* BEGIN STORED DATA *

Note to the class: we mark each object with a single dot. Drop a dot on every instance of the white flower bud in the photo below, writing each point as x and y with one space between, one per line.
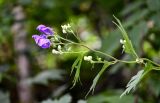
123 47
55 51
59 48
88 58
122 41
65 28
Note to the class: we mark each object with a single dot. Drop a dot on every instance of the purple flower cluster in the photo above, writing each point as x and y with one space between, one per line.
42 40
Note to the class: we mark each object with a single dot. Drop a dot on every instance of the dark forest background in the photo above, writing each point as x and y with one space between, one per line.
29 74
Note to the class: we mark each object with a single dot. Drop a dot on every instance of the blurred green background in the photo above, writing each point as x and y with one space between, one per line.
29 74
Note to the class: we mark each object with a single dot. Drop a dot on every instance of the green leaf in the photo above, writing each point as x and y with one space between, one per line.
128 45
110 98
137 78
77 65
44 76
131 7
98 76
64 99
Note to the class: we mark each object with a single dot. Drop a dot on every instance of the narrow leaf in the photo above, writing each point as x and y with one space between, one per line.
128 45
98 76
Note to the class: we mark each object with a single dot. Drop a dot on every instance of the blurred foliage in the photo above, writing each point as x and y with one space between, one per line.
92 20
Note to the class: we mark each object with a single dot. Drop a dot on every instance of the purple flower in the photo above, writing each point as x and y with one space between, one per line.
42 41
44 29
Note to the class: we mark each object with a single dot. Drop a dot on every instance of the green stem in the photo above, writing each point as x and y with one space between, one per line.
146 59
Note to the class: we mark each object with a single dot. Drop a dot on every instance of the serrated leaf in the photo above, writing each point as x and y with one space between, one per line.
98 76
128 45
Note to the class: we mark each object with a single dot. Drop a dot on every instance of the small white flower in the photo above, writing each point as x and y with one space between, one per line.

* END STORED DATA *

§ WHAT YOU WILL DO: Output the line that contains "of the serrated", followed by every later line in the listing, with no line omitted and none added.

§ EXERCISE ANSWER:
Note to the class: we mark each object with a single dot. Drop a dot on every instance of the serrated leaf in the photo above, writing each point as x and y with one space between, one per line.
98 76
128 45
Note to the class: we mark each object with a single dot. Drop a dot on every instance of the small white flower in the photo above, writing each point as x and y with one space between, one per line.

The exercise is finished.